(Your assignment): Output only an exact transcription of the line containing "Query: steam" and all lines that follow it in the data below.

(Stored data):
···

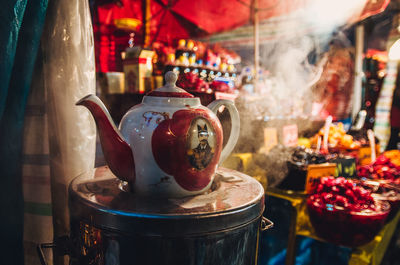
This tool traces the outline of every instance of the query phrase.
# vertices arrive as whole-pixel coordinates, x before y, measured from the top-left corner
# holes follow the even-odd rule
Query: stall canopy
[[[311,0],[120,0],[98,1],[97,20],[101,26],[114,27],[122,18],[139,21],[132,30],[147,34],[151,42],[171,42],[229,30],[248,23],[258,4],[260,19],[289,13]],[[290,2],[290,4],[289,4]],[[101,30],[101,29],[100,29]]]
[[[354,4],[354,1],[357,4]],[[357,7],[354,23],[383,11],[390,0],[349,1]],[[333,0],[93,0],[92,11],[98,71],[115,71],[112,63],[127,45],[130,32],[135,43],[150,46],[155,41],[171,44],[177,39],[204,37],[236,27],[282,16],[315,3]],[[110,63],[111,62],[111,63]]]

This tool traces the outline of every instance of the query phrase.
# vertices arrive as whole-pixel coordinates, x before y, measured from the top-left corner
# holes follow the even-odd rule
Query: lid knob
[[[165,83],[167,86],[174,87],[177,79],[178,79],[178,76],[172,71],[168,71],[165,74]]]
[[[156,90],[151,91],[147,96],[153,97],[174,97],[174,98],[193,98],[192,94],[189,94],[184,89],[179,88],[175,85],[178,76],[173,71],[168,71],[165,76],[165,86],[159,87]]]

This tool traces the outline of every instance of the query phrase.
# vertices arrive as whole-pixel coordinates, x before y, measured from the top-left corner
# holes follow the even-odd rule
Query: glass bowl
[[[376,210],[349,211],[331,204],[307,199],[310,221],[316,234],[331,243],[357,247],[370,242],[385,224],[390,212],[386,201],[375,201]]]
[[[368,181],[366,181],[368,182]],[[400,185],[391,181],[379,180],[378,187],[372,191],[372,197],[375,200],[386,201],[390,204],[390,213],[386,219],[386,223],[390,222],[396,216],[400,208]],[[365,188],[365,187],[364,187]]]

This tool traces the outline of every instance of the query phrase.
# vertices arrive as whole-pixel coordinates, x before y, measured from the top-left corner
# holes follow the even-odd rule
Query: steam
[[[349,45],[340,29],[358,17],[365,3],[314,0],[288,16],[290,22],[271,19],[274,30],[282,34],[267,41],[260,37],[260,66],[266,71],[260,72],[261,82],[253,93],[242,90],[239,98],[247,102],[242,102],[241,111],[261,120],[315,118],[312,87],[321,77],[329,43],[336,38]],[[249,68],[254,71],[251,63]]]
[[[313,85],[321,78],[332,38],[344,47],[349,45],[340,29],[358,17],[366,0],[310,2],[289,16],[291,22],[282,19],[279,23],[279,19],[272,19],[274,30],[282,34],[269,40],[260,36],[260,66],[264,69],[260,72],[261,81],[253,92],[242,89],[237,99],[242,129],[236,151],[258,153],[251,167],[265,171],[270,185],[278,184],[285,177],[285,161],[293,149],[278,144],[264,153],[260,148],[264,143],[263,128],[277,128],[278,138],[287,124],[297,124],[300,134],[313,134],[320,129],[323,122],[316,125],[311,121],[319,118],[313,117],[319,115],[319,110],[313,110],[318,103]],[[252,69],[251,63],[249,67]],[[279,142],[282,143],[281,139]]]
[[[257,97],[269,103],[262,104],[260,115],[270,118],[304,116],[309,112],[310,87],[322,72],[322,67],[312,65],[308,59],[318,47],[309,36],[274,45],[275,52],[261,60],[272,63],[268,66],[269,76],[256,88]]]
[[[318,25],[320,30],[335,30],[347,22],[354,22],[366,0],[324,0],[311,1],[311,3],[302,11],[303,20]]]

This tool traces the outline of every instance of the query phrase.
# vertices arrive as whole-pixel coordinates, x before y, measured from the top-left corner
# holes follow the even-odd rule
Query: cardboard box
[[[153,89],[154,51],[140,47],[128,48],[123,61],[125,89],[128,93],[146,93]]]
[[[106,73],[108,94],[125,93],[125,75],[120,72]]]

···

(Written solution):
Query: steam
[[[349,45],[340,29],[358,17],[365,3],[314,0],[288,16],[290,22],[271,19],[274,30],[282,34],[267,41],[260,37],[260,66],[266,71],[260,72],[261,82],[253,93],[242,90],[239,98],[247,102],[242,102],[241,111],[261,120],[315,118],[312,87],[321,77],[329,43],[336,38]],[[249,68],[254,71],[251,63]]]
[[[313,85],[321,78],[332,38],[344,47],[349,45],[340,29],[358,17],[366,0],[310,2],[289,16],[291,22],[282,19],[279,23],[279,19],[272,19],[274,30],[282,34],[269,40],[260,36],[260,66],[264,69],[260,72],[261,81],[253,92],[242,89],[237,99],[242,129],[236,151],[258,153],[251,167],[265,171],[270,185],[278,184],[285,177],[285,161],[293,149],[278,144],[264,153],[260,148],[264,143],[263,128],[277,128],[278,138],[287,124],[297,124],[300,134],[313,134],[320,129],[323,122],[316,125],[311,121],[319,118],[313,117],[319,115],[319,110],[313,110],[318,103]],[[252,69],[251,63],[249,67]],[[279,142],[282,143],[281,139]]]
[[[257,97],[269,103],[262,104],[260,115],[270,118],[304,116],[309,112],[310,87],[322,72],[322,67],[312,65],[308,59],[318,47],[309,36],[274,45],[275,52],[261,60],[272,63],[268,66],[269,76],[256,88]]]
[[[318,25],[320,30],[335,30],[347,22],[354,22],[366,0],[324,0],[311,1],[311,3],[302,11],[303,20]]]

This tool traces the outline of every instance of the query phrase.
# vertices arrive as whole-pixel coordinates, x before y, measured from the top-left corner
# holes follow the even-odd rule
Query: cardboard box
[[[153,89],[154,51],[140,47],[128,48],[123,61],[125,89],[128,93],[146,93]]]
[[[106,73],[108,94],[125,93],[125,75],[120,72]]]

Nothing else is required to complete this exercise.